Data items
>> BEGIN
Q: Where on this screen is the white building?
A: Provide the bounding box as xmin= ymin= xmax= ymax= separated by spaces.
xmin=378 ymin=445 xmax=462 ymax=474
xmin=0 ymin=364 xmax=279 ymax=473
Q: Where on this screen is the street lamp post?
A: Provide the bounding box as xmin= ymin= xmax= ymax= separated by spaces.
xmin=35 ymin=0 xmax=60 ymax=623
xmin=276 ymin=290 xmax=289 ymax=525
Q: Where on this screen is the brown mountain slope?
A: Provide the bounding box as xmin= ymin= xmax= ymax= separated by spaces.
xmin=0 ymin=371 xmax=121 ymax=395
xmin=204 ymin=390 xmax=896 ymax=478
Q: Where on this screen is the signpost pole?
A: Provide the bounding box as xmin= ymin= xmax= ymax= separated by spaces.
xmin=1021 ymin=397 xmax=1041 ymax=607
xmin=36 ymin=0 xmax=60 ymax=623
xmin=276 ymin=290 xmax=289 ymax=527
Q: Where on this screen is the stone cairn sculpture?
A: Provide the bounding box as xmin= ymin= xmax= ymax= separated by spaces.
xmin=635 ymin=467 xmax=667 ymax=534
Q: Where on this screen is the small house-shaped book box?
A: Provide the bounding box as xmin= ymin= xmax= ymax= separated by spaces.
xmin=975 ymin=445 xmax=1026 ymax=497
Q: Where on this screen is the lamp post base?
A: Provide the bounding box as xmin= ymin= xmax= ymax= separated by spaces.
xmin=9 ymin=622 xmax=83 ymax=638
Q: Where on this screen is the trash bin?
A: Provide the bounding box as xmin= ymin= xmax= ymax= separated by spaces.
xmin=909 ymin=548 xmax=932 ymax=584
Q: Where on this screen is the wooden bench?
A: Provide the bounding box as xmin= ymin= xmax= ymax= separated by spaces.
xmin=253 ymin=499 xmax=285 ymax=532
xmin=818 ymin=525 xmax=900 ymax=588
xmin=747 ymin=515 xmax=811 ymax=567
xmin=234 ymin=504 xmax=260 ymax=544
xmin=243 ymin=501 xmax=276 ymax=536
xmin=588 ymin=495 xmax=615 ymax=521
>> END
▸ Problem to solve
Pull out each line of the records that contains the word "this".

▸ Answer to the exercise
Q: Where on this screen is the white building?
Q: Where on this screen is the street lamp post?
Q: Where on this screen is the brown mountain slope?
Q: Where on this screen is the signpost pole?
Q: Where on this screen is the stone cairn sculpture?
Q: Where on this screen is the small house-shaped book box?
Q: Where on this screen is the lamp post base?
Q: Where on this screen is the trash bin?
Q: Where on this screen is the wooden bench?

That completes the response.